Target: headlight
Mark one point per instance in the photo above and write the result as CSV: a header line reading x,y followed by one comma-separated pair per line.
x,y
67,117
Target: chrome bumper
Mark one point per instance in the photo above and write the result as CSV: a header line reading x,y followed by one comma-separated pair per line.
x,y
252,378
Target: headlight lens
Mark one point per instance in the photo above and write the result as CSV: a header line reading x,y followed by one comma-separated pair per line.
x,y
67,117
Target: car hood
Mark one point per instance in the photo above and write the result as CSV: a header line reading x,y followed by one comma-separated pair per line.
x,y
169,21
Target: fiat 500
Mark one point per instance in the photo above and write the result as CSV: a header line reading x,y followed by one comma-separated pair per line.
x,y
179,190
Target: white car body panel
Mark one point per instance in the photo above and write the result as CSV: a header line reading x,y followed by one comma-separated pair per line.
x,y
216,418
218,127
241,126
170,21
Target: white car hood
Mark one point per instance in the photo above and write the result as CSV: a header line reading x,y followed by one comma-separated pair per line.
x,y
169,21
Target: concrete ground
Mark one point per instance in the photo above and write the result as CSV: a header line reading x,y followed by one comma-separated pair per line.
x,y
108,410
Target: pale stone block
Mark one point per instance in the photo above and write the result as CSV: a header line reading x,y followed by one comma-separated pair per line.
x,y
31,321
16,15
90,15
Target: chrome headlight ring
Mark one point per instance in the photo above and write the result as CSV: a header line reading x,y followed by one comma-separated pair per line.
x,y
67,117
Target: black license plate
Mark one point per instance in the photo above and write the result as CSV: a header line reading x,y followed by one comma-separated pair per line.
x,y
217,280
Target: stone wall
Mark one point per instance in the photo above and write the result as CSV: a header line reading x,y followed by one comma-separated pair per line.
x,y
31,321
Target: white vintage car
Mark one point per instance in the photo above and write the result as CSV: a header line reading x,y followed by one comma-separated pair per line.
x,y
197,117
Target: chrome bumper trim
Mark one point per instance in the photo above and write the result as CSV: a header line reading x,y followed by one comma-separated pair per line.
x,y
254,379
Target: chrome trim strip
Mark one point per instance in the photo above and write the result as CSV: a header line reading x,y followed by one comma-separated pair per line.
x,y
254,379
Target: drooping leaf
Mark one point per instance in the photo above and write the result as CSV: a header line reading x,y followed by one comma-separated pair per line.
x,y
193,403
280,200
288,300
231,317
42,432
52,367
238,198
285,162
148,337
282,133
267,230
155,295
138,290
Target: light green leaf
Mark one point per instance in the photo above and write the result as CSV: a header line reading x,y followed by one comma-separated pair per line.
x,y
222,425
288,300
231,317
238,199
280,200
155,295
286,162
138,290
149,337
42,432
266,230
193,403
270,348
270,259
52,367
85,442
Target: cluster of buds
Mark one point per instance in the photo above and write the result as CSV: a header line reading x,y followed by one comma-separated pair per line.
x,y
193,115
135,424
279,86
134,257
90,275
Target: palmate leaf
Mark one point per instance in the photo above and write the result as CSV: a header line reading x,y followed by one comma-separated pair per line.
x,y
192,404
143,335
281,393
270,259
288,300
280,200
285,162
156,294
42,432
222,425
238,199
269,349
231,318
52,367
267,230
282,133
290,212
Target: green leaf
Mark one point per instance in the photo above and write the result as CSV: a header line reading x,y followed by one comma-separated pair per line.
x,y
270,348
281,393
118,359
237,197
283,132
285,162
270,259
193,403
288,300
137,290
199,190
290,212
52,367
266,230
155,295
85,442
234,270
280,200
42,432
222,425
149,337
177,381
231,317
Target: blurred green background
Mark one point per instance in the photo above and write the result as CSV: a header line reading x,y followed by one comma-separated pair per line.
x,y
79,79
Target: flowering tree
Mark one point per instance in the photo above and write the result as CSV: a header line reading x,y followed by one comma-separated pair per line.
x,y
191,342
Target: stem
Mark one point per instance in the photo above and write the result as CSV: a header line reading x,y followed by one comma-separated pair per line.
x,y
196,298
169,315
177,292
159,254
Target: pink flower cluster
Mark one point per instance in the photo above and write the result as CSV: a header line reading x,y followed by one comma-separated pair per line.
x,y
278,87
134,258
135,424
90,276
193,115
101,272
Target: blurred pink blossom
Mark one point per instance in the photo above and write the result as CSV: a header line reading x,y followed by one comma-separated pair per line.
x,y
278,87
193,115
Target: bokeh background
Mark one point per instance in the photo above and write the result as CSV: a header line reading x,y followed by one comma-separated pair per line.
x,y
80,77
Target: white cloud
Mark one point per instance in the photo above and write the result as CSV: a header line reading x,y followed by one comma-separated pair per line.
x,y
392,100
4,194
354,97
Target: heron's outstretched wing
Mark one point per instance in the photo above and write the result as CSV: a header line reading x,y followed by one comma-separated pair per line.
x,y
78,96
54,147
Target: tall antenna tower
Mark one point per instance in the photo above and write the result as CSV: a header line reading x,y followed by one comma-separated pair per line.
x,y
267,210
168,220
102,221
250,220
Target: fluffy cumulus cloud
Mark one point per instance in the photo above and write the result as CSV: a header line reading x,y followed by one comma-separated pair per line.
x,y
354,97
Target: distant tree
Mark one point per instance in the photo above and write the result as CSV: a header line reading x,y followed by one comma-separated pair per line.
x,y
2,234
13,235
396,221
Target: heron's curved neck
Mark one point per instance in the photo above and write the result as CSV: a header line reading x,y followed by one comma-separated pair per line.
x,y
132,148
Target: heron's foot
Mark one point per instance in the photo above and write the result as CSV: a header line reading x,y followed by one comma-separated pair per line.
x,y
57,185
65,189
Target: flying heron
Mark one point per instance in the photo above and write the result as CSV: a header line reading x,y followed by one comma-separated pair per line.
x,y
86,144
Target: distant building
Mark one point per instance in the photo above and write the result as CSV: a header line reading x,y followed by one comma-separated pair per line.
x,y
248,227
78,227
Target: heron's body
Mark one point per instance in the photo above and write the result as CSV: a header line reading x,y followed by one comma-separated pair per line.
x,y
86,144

+ + + + + + +

**Work instructions**
Change "heron's body" to "heron's torso" in the records from the line containing "Target: heron's body" through the end, and write out those lines again with everything else left as it is.

**Result of this exercise**
Target: heron's torso
Mark one point per instance in the photo above and write the result as CSV: a header line reading x,y followed by one comma-separated pair per line.
x,y
86,144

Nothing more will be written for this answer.